DIRECTIVE. Can you copy out every line of the items that follow, changing nothing?

Start ENTRIES SHOWN

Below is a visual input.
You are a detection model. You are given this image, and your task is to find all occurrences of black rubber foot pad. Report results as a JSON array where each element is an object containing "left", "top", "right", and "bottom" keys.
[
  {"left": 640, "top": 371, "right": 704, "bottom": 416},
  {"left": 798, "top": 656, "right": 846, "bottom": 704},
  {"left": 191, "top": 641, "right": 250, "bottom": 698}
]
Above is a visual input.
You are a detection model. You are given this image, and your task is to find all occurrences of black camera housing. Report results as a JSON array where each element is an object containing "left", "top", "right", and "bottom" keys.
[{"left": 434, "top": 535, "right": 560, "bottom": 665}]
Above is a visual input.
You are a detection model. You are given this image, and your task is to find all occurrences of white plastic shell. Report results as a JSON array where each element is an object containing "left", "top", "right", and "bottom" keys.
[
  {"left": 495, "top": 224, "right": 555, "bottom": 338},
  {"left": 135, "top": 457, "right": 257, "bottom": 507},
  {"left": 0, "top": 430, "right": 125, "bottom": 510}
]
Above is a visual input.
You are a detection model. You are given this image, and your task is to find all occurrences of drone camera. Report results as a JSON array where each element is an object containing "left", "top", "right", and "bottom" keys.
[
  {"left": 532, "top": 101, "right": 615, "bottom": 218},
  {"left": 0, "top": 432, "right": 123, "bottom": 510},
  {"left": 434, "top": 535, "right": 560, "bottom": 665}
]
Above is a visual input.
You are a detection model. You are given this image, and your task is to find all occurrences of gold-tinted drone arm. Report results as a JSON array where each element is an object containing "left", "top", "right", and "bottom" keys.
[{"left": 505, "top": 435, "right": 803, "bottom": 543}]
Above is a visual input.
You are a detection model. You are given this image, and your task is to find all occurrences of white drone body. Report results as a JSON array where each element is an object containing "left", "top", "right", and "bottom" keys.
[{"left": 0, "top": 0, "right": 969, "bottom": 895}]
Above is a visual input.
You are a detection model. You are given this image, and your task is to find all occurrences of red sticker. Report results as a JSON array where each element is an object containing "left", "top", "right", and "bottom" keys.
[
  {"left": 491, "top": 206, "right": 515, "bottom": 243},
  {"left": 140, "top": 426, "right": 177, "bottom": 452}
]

End ENTRIES SHOWN

ANSWER TO THE PROBLEM.
Below is a visual input.
You are a detection model. You are given this image, and your task is to find all occurrences of black rubber foot pad. Report results as a JSON array where each element is an object containing "left", "top", "right", and "bottom" keys.
[
  {"left": 640, "top": 371, "right": 704, "bottom": 416},
  {"left": 798, "top": 656, "right": 846, "bottom": 704},
  {"left": 191, "top": 641, "right": 250, "bottom": 698}
]
Above is a visual input.
You are a detection model. You are given this image, and your task is to find all occurrences of black camera housing. Report results as a JSON array where each element is an object containing "left", "top", "right", and "bottom" keys.
[{"left": 434, "top": 535, "right": 560, "bottom": 665}]
Above is a visual input.
You are a detection model. You are given this image, and your task is to find all occurrences of white plastic shell. Report results as a JSON array where each element is an object containing "left", "top", "right", and "bottom" keys.
[
  {"left": 495, "top": 224, "right": 555, "bottom": 338},
  {"left": 135, "top": 457, "right": 257, "bottom": 507},
  {"left": 0, "top": 430, "right": 125, "bottom": 510}
]
Above is a visual input.
You are a detection model. You are given this image, and your task is to find all occurrences of drone camera. Report results as a JSON array where each element is an object containing "left", "top", "right", and "bottom" keys.
[
  {"left": 532, "top": 101, "right": 615, "bottom": 218},
  {"left": 0, "top": 432, "right": 123, "bottom": 510},
  {"left": 434, "top": 535, "right": 560, "bottom": 665}
]
Above is a visual input.
You are a detection model. You are given this image, and your task is to find all occurrences of gold-tinted drone arm. Report results as a JSON array where each element is an object containing "left", "top", "right", and "bottom" keys.
[{"left": 505, "top": 435, "right": 803, "bottom": 543}]
Above is a visual input.
You are a detection model. You are given this image, and your task is to find all occurrences of white drone body. Report results as a JSON array where each element is an object containing "left", "top", "right", and "bottom" keys.
[{"left": 0, "top": 0, "right": 969, "bottom": 895}]
Above is a visual input.
You are a detection model. You are given this image, and your task is to find all occurrences of red sticker. Report results as a JSON array where each element is an object containing "left", "top", "right", and "bottom" keys.
[
  {"left": 491, "top": 206, "right": 515, "bottom": 243},
  {"left": 140, "top": 426, "right": 177, "bottom": 452}
]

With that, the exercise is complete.